* [Goal of the exercise] Select and copy every line of the records below that contains the word "arched", and treat uppercase and lowercase letters as different when matching.

******

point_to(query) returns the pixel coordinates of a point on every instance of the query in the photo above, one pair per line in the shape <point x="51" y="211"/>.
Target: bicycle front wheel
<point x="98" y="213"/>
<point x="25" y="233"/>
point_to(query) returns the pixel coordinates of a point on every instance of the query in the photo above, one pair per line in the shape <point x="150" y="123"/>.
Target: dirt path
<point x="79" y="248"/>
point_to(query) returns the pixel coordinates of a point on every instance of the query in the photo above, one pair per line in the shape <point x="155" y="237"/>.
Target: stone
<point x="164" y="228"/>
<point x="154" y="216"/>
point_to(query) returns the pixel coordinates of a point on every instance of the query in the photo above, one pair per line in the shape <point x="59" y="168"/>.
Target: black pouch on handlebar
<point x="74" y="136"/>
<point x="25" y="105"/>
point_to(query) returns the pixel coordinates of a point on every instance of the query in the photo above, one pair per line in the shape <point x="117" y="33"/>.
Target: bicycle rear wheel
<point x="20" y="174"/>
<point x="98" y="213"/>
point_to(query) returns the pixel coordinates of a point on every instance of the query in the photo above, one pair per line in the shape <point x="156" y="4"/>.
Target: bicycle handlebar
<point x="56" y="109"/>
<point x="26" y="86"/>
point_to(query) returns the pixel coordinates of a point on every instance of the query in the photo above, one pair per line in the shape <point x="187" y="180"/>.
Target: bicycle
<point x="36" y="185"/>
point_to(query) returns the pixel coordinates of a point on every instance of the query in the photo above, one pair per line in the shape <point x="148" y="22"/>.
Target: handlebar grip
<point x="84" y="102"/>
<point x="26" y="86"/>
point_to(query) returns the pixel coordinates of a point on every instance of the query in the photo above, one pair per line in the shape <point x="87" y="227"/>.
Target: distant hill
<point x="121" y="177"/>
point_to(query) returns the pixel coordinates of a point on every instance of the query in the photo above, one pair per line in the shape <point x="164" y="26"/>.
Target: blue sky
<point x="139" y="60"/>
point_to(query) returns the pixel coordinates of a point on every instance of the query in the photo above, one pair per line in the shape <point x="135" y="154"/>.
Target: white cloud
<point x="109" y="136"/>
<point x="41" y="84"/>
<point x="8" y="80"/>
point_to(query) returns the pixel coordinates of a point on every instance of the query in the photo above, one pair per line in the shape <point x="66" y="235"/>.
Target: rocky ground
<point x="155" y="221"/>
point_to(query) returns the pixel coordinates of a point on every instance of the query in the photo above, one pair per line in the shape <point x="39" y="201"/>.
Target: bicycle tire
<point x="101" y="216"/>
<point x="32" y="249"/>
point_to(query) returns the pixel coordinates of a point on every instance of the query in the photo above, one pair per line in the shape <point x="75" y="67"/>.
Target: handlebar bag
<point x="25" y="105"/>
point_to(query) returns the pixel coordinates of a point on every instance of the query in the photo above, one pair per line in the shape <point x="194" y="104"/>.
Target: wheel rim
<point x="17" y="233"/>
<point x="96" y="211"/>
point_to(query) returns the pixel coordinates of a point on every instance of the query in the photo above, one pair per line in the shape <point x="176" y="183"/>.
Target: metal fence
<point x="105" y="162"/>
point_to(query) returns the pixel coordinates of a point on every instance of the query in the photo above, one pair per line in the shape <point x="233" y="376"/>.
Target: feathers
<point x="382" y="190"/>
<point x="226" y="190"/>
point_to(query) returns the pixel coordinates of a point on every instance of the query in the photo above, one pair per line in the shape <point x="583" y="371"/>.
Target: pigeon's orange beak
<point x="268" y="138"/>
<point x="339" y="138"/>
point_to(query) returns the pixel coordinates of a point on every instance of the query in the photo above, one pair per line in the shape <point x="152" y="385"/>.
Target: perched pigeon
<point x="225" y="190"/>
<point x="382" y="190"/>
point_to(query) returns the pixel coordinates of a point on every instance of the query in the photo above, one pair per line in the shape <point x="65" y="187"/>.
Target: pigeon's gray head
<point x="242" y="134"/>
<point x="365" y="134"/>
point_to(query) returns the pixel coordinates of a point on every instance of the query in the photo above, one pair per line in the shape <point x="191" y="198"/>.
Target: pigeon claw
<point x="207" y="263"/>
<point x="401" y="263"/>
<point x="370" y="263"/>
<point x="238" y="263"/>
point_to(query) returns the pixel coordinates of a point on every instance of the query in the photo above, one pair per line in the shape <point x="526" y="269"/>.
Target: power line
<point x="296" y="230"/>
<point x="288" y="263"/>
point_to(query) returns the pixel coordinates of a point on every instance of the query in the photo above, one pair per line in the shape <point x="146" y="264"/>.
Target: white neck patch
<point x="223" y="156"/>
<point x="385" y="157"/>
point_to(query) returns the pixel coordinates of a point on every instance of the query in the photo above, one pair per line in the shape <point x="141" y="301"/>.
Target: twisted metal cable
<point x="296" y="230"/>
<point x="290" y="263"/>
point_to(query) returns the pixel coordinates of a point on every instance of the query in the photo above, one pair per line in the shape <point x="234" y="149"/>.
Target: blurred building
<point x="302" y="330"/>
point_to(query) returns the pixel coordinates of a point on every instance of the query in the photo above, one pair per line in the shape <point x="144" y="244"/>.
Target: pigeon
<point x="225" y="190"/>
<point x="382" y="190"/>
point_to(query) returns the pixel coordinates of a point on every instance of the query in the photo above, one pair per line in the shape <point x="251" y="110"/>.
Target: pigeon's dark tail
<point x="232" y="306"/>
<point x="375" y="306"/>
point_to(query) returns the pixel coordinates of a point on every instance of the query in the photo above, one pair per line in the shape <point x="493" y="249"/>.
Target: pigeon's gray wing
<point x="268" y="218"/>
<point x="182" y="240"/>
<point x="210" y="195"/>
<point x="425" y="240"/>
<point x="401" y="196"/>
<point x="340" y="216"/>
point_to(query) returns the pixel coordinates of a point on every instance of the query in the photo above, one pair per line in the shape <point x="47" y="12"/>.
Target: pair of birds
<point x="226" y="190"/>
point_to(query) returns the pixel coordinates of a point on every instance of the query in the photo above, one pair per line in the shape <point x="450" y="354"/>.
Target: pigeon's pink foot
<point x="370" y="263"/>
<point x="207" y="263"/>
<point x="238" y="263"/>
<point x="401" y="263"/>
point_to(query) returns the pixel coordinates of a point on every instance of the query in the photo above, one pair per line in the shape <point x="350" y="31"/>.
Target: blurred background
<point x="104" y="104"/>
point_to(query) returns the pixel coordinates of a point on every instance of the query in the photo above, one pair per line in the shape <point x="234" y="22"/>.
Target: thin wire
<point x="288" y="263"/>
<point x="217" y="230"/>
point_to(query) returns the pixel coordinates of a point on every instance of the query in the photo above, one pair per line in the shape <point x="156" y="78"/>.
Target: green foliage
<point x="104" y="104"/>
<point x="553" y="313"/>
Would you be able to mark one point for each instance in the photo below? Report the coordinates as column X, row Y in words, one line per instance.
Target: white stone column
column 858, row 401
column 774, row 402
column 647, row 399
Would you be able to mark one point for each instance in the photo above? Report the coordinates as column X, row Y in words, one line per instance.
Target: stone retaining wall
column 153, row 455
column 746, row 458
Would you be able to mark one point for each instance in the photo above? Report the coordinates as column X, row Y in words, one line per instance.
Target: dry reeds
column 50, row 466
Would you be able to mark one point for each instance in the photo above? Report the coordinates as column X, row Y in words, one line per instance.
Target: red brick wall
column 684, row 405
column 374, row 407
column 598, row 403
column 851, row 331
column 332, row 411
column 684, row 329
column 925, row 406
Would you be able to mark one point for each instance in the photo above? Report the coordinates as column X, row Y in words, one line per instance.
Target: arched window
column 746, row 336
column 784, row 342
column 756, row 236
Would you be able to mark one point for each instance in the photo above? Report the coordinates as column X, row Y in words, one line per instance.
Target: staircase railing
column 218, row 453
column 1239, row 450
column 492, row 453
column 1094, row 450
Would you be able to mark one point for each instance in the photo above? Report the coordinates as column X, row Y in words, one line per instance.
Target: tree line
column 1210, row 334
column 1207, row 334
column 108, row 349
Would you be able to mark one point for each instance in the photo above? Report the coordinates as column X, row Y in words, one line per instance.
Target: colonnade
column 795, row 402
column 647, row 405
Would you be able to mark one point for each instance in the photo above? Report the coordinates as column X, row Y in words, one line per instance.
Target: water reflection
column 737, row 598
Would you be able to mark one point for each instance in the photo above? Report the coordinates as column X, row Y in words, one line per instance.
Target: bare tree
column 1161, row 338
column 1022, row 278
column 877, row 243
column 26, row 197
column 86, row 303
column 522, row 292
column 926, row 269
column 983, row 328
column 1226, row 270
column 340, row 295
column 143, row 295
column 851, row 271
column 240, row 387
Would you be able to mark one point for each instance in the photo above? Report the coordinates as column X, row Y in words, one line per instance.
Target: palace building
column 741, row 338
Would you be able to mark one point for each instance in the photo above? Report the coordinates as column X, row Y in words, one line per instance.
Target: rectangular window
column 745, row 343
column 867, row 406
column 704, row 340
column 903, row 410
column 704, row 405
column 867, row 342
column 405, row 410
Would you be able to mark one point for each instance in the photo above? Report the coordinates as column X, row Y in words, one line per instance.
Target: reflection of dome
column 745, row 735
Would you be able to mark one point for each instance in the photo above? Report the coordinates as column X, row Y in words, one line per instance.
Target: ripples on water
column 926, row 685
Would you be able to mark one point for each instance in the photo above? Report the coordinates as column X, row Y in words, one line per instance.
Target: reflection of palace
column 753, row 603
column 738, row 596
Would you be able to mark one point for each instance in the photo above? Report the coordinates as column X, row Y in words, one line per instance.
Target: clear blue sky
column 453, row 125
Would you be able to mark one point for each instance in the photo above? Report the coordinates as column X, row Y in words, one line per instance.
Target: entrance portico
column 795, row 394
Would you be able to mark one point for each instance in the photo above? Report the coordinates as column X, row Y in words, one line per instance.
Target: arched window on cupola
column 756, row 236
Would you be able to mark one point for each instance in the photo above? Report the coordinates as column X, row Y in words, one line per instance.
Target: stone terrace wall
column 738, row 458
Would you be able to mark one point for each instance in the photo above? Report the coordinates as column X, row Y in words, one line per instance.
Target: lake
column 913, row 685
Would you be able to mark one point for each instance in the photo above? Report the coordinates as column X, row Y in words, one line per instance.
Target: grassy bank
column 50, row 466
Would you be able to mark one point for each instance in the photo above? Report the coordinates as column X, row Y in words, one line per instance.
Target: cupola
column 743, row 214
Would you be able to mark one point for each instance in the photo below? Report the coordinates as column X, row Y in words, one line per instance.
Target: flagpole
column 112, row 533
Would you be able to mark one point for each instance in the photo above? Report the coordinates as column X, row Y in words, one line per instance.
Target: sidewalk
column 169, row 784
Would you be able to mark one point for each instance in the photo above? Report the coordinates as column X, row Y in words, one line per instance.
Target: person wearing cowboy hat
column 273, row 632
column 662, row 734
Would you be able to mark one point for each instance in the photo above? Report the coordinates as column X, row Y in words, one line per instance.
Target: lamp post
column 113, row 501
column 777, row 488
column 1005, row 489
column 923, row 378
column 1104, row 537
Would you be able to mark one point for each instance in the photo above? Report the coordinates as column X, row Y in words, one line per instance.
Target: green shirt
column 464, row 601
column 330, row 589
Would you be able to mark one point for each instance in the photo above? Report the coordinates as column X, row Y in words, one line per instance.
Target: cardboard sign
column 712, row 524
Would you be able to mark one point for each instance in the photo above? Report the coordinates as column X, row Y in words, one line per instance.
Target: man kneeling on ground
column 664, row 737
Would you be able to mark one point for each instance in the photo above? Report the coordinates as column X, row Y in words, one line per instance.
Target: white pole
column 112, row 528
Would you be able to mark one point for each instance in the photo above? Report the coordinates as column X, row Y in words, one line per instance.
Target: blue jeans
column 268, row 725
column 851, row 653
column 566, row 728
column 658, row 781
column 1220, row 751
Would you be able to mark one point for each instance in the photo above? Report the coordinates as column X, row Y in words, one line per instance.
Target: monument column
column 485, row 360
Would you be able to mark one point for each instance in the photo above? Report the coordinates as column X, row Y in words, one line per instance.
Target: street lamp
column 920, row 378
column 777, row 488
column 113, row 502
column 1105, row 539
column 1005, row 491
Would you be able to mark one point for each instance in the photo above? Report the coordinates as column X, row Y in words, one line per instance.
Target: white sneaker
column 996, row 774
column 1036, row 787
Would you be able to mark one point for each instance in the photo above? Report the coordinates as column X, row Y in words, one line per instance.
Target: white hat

******

* [Exercise result]
Target: arched window
Target: arched window on cupola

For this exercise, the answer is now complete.